READING TEXT:
§ §

My experience using Claude to book an Airbnb.
Why browser agents can navigate but struggle to browse.
I tried using Claude’s browser copilot to book an Airbnb for the summer. I gave it my dates, budget, area, and all the usual criteria. It pulled options, filtered, summarized tradeoffs. Then, just to be sure of the results, I went back to Airbnb, and did it myself. My apartments were noticeably better, and what took me nearly an hour with Claude, I was able to do myself in half the time.
The agent’s problem wasn’t reasoning, or understanding my prompts. It was that it used Airbnb badly. It treated the search like a structured query: enter constraints, get results, pick the best one. What I actually did looked nothing like that. I was moving around the map, zooming in and out, opening listings, closing them. I’d look at three places on the same street and decide the street felt off, shift the map slightly, start again. Photos did most of the work. You can tell fast if a place will feel cramped, if the light is bad, if it’s one of those apartments that looks good in the first shot and gets worse after. None of that is in a filter.

§ §

WHAT IS REQUIRED:
Answer these questions from the account of booking an Airbnb above.
(a) What did the writer give the browser copilot at the start?
(b) How long did the search take with Claude, and how long without it?
(c) Which part of the listings does the writer say did most of the work?

LISTED RECORDS:
§ §

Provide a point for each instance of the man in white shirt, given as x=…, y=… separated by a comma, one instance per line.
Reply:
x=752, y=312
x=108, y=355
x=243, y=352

§ §

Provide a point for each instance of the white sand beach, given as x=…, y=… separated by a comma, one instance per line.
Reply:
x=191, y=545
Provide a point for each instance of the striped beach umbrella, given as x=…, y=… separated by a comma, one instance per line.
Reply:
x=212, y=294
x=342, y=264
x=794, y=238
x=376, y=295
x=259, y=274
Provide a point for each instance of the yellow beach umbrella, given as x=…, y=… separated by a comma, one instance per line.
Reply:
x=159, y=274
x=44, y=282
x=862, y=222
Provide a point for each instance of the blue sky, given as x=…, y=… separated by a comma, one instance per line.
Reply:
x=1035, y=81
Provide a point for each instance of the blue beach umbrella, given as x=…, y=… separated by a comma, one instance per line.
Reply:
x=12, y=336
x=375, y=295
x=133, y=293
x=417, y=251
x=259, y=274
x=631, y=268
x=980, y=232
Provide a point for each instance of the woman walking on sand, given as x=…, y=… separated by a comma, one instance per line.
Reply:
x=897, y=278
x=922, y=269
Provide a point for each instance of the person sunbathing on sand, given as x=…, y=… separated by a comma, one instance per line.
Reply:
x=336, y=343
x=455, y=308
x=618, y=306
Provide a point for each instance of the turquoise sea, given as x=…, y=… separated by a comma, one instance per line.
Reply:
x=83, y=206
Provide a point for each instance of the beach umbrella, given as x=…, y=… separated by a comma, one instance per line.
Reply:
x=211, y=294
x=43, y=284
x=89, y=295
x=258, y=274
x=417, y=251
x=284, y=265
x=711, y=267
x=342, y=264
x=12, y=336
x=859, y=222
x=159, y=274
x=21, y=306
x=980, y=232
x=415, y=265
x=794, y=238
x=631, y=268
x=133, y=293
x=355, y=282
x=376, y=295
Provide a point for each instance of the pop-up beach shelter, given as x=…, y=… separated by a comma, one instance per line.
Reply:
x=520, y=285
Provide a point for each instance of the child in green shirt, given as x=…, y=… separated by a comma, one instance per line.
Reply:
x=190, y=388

§ §

WORKED SOLUTION:
(a) The dates, budget, area, and all the usual criteria.
(b) With Claude it took nearly an hour; alone it took about half that time.
(c) The photos.